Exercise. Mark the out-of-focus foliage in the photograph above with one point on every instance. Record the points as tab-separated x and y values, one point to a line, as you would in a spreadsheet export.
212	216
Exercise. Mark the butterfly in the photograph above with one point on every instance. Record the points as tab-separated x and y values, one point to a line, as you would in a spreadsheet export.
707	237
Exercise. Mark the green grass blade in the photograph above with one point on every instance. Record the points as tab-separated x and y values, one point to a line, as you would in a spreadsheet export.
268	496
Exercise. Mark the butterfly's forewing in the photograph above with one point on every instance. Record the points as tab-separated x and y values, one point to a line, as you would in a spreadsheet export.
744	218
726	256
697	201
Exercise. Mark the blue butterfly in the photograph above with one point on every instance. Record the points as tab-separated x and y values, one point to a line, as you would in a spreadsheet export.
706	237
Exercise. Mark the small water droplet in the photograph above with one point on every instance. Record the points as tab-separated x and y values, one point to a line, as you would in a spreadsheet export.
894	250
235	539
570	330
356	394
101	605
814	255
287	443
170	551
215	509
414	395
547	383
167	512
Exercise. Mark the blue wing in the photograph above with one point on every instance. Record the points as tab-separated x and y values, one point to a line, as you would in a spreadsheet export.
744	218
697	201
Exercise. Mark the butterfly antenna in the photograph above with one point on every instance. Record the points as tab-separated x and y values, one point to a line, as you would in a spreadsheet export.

* _Exercise_: An exact reproduction of the listing is required, covering every entry.

* _Task answer_:
Exercise. Mark the out-of-focus foliage in the photograph above with one point on every instance. Record the points as tab-separated x and y values, one point to a line, as you would in a spreadsheet export.
212	216
Exercise. Mark the butterfly in the photograph above with one point on every instance. Record the points as tab-separated x and y values, one point to a line, as you would in a spreadsheet export.
707	237
Exercise. Mark the green grass blade in the photograph above with one point on every instance. Record the points as tab-separated x and y values, one point to a line, as you would in a spreadsheet export.
268	496
Exercise. Mark the butterfly's forewing in the photograph above with one point on every instance. Record the points as tab-separated x and y values, one point to a line, as you would in a spreadsheet export.
744	218
726	256
697	201
Exercise. Mark the blue butterfly in the photograph above with one point on every instance. Record the points as tab-separated x and y values, one point to a line, as you would in a spreadsheet export.
706	237
Exercise. Mark the small water droplet in the photograph above with one point on every instance. Record the points as tab-separated x and y values, one point to a line, as you would in a spreadsheet export.
894	250
235	539
570	330
356	394
101	605
814	255
287	443
170	551
215	509
414	395
547	383
167	512
Exercise. Mark the blue wing in the photograph above with one point on every instance. Record the points as tab-separated x and y values, one point to a line, as you would in a spreadsheet export.
744	218
697	201
Exercise. Mark the butterfly antenna in the photograph above with one point on every instance. Record the points as tab-separated x and y values, one point to a line, as you would in a spreadsheet export.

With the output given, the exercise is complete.